## Extract to read
Indeed, sexual frustration is a theme running through the writings of many male mass shooters, Lankford said. Many shooters leave manifestos explicitly detailing their hatred of women and of men who seemed to navigate relationships with women with ease.

"By contrast, I'm not aware of any female attackers, even though we have a small sample, I don't know that any of them complained about not being able to have sex," Lankford said.
As Marcotte points out, this leaves conservatives scrambling for a narrative that supports their world view. Orlando may not end up supporting it:
For obvious political reasons, conservatives are hustling as fast as they can to make [the Orlando shooting] about “radical Islam,”  which is to say they are trying to imply that there’s something inherent to Islam and not Christianity that causes such violence. This, of course, is hoary nonsense, as there is a long and ignoble history of Christian-identified men, caught up in the cult of toxic masculinity, sowing discord and causing violence in our country: The gun-toting militiamen that caused a showdown in Oregon, the self-appointed border patrol called the Minutemen that recently made news again as their founder was convicted of child molestation, men who attack abortion clinics and providers.
Toxic masculinity aspires to toughness but is, in fact, an ideology of living in fear: The fear of ever seeming soft, tender, weak, or somehow less than manly. This insecurity is perhaps the most stalwart defining feature of toxic masculinity.
This explains, in part, conservatives' recent obsession with who is using which bathroom. Quite simply, their masculinity is challenged. Pretty insecure, if you ask me.

Marcotte's analysis brings up something that I've been aware of for a while, and that is the fact that Islamic radicals and Christian radicals, especially in the U.S., have shown a disturbingly similar attraction to gun violence. In fact, I'd be willing to posit that gun ownership is more prevalent among white Christians than any other group in America. Wanna bet? Any takers?
According to the startling results of a survey released last week by the Public Religion Research Institute, 57 percent of white evangelicals live in homes where someone owns a gun (compared, for example, with 31 percent of Catholics.) And more startling, even after 20 first-graders were slaughtered in Connecticut at the hands of a madman with an assault rifle, 59 percent of white evangelicals continue to oppose tighter restrictions on gun laws.

## Listed records
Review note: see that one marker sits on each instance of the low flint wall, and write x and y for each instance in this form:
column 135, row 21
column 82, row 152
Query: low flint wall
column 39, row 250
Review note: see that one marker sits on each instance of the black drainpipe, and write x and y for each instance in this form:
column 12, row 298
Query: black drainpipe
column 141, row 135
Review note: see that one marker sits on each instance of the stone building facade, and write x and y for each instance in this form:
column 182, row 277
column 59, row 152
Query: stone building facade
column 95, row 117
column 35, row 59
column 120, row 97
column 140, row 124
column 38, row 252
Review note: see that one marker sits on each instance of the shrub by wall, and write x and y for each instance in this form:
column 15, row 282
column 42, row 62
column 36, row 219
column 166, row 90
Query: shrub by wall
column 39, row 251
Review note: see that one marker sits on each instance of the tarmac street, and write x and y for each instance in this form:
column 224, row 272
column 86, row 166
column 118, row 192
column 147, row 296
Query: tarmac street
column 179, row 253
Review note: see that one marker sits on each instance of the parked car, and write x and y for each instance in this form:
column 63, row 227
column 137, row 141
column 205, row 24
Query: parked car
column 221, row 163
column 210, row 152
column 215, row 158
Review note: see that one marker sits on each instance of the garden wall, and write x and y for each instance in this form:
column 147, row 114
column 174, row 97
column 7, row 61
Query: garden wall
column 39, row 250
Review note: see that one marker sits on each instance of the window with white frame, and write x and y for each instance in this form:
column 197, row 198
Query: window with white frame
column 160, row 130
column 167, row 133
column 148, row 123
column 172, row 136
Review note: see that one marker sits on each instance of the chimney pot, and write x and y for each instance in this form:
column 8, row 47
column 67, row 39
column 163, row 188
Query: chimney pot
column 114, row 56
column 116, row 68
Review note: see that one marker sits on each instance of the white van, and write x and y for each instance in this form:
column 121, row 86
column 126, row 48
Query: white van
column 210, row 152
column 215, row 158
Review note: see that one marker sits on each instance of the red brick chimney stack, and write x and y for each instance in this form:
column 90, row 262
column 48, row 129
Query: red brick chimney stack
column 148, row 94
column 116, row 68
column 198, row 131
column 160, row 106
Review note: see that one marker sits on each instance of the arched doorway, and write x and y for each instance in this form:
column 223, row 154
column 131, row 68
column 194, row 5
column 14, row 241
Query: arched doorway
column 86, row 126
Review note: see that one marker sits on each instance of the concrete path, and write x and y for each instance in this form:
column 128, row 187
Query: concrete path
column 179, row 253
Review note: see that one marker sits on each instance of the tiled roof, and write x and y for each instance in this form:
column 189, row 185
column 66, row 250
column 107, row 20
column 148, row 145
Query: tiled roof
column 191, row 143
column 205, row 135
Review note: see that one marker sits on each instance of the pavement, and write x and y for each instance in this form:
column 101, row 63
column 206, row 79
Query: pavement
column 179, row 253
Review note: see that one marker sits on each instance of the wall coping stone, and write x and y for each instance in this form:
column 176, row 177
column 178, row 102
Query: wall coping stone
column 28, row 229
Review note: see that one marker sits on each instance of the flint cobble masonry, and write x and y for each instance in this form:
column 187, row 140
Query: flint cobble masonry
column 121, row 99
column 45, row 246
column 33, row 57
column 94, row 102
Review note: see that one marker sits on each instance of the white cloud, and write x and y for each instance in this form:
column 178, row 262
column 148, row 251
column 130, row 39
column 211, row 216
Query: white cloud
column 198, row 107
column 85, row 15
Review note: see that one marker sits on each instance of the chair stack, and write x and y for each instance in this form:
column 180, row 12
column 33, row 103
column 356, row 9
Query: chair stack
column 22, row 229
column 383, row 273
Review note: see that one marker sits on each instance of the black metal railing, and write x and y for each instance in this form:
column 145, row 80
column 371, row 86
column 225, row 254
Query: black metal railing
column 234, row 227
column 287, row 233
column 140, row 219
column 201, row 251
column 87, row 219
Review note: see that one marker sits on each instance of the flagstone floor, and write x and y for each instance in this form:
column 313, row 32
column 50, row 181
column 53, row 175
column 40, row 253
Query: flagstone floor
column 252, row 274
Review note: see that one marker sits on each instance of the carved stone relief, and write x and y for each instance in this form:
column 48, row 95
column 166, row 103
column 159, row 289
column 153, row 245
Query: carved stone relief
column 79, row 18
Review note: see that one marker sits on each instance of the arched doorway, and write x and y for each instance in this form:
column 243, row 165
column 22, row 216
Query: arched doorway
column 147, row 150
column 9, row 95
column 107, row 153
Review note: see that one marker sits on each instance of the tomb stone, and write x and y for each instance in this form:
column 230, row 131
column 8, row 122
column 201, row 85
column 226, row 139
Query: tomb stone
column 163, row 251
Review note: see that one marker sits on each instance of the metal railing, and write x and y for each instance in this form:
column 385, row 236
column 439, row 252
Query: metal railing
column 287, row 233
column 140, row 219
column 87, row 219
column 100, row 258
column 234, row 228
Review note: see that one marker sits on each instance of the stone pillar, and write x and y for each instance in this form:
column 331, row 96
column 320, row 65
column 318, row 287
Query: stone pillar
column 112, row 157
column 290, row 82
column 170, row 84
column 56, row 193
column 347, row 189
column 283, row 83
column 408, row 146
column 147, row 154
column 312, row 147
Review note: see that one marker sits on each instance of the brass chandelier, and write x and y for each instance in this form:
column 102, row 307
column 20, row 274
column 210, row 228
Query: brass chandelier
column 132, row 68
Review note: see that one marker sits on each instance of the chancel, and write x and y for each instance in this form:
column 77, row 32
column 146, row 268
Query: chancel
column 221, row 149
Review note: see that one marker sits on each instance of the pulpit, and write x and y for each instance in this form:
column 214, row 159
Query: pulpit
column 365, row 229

## Work order 1
Answer these questions from the commentary on mass shooters and toxic masculinity, one line each:
(a) What do many male mass shooters leave behind, according to Lankford?
(b) What trait does the commentary call perhaps the most stalwart defining feature of toxic masculinity?
(c) What share of white evangelicals live in homes where someone owns a gun, according to the Public Religion Research Institute survey?
## Work order 2
Continue the commentary on mass shooters, toxic masculinity and gun ownership from where it stops.

## Exercise response 1
(a) Manifestos explicitly detailing their hatred of women and of men who seemed to navigate relationships with women with ease.
(b) Insecurity.
(c) 57 percent.

## Exercise response 2
Which makes one wonder: How many first-graders would Jesus shoot?

Sorry, got off-track. But it's interesting that women are rarely mass killers, and married women killers are even rarer.
Eric Madfis, assistant professor of criminal justice at the University of Washington Tacoma, says he doesn’t know of any cases where a husband-and-wife duo have perpetrated a mass shooting, although there are recorded cases of husband-and-wife teams who were serial killers or domestic terrorists. Most shooters are “single, separated or divorced,” according to a sweeping analysis of mass shooters that the New York Times published this October; Robert Lewis Dear, who killed three people at a Planned Parenthood in Colorado on the day after Thanksgiving, was twice-divorced and estranged from his children.
Though the average age for mass shooters is 35, many fall in the FBI’s peak window for violent crime, which is 16–24. This is a moment when people “are less likely to have significant attachments in their life that deter them from criminal violence,” as Pete Simi, an associate professor of criminology at the University of Nebraska, has told Vice. “Those of us who are not committing crimes on a regular basis, [it’s] largely because there are constraints in our lives—we have things to lose.” Such a description seemingly wouldn’t apply to the parents of a baby.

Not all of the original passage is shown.